• _GIVEN PASSAGE_
****************
In in HTTPS case, squid just gets a CONNECT request and relays the TCP byte-stream (which is HTTPS) once the connection has been made by the proxy. Thus, Squid cannot inject X-Forwarded-For. This is equivalent to the case of NAT (or where an outgoing proxy has set some different header).

https_proxy=http://proxy.example.com:3128 curl https://api.ipify.org
123.1.2.3

Server-side

Let’s take a look at how we would enable a web-server running behind a reverse-proxy (or multiple reverse-proxies), so that it gets the ‘correct’ IP (‘correct’ meaning 'Internet-routeable IP the connection was seen to come from).

In nginx, we might have the following configuration, assuming that the connections from the reverse proxy to our server was seen to come from 10.10.11.12 or 10.10.11.13 (at the TCP layer).
****************
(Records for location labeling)
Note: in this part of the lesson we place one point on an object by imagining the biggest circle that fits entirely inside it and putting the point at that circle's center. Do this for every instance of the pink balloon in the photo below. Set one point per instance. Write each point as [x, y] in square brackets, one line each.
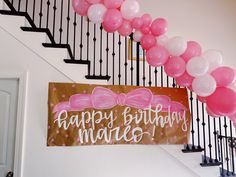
[81, 7]
[157, 56]
[211, 113]
[94, 1]
[159, 27]
[193, 50]
[145, 29]
[112, 20]
[137, 23]
[125, 29]
[148, 41]
[185, 80]
[224, 76]
[175, 67]
[202, 99]
[147, 19]
[222, 101]
[113, 4]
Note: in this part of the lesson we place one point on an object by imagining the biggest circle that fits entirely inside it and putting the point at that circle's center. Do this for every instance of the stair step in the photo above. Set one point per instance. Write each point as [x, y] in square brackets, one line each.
[42, 30]
[67, 46]
[15, 13]
[98, 77]
[73, 61]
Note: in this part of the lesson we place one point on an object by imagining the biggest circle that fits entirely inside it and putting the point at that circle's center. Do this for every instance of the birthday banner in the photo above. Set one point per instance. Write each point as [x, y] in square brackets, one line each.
[81, 114]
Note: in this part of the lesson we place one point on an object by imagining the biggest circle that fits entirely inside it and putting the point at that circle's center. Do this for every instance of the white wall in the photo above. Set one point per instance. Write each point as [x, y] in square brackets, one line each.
[97, 161]
[210, 22]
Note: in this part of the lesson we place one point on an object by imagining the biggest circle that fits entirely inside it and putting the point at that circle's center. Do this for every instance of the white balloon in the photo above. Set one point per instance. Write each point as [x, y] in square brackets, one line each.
[130, 9]
[162, 40]
[137, 36]
[204, 85]
[96, 13]
[214, 58]
[176, 46]
[197, 66]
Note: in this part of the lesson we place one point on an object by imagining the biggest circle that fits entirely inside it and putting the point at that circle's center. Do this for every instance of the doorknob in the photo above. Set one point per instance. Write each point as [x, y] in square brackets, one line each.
[9, 174]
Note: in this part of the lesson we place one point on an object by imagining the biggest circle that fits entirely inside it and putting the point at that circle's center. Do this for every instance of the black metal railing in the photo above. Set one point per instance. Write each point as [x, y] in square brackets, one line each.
[122, 61]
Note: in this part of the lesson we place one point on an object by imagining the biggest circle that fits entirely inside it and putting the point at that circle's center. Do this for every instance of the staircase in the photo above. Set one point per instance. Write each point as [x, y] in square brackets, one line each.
[74, 46]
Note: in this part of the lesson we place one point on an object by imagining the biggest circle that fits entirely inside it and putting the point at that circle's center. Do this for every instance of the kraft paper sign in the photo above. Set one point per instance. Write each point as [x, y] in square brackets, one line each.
[80, 114]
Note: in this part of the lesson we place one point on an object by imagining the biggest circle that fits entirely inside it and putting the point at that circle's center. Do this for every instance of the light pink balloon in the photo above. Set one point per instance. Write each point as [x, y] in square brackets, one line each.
[224, 76]
[222, 101]
[145, 29]
[113, 4]
[193, 50]
[211, 113]
[157, 56]
[147, 19]
[202, 99]
[185, 80]
[125, 29]
[94, 1]
[112, 20]
[81, 7]
[137, 23]
[175, 67]
[148, 41]
[159, 27]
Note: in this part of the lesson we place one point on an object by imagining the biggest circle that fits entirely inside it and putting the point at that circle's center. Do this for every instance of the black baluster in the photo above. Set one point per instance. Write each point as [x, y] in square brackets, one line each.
[156, 76]
[144, 68]
[138, 64]
[54, 18]
[113, 59]
[19, 4]
[74, 38]
[48, 7]
[107, 54]
[101, 50]
[81, 37]
[226, 146]
[131, 55]
[232, 149]
[94, 49]
[68, 23]
[61, 23]
[209, 136]
[26, 5]
[150, 76]
[119, 45]
[33, 16]
[221, 154]
[204, 163]
[41, 14]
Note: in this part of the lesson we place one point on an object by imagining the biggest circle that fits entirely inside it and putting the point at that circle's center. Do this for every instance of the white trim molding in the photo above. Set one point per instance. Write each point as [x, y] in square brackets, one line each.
[20, 119]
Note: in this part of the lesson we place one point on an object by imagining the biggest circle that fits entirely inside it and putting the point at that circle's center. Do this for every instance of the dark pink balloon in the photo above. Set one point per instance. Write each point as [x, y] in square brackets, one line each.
[224, 76]
[112, 20]
[113, 4]
[159, 27]
[125, 29]
[147, 19]
[185, 80]
[175, 67]
[148, 41]
[193, 50]
[157, 56]
[222, 101]
[145, 29]
[81, 7]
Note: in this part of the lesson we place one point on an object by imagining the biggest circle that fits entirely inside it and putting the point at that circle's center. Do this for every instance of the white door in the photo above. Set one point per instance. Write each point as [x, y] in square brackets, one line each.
[8, 109]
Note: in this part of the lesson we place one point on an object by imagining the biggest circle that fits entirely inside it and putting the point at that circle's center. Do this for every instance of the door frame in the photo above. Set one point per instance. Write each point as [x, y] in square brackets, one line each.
[22, 77]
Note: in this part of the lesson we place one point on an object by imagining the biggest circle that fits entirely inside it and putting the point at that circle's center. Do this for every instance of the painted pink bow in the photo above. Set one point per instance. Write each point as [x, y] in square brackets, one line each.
[103, 98]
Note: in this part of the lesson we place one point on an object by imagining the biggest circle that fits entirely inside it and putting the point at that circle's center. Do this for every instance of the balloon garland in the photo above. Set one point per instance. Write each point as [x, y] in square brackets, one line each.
[201, 72]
****************
• _CHALLENGES_
1. Answer these questions about the passage on proxies and client IP addresses.
(a) What kind of request does Squid receive in the HTTPS case?
(b) Which port number appears in the proxy URL of the curl command?
(c) From which IP addresses are connections from the reverse proxy assumed to come?
2. Carry on the passage about proxies and client IP addresses, starting right after its final sentence.

• _ANSWERS FOR THIS EXERCISE_
1.
(a) A CONNECT request.
(b) 3128.
(c) 10.10.11.12 or 10.10.11.13.

2.
set_real_ip_from 10.10.11.12/31;
real_ip_header    X-Forwarded-For;
real_ip_recursive off;

If Apache httpd (2.4) is more familiar, we might use mod_remoteip:

RemoteIPHeader X-Forwarded-For
RemoteIPInternalProxy 10.10.11.12/31

(and changing any LogFormat mentioning %h to %a)

In golang, there are multiple libraries (eg. https://github.com/sebest/xff, https://github.com/stanvit/go-forwarded and others – no idea which if any are good, those were just the first two hits)

If you’re looking for a relevant standard, then check RFC7239 and its Errata:

• https://tools.ietf.org/html/rfc7239
• https://www.rfc-editor.org/errata_search.php?rfc=7239

Thanks for providing api.ipify.org!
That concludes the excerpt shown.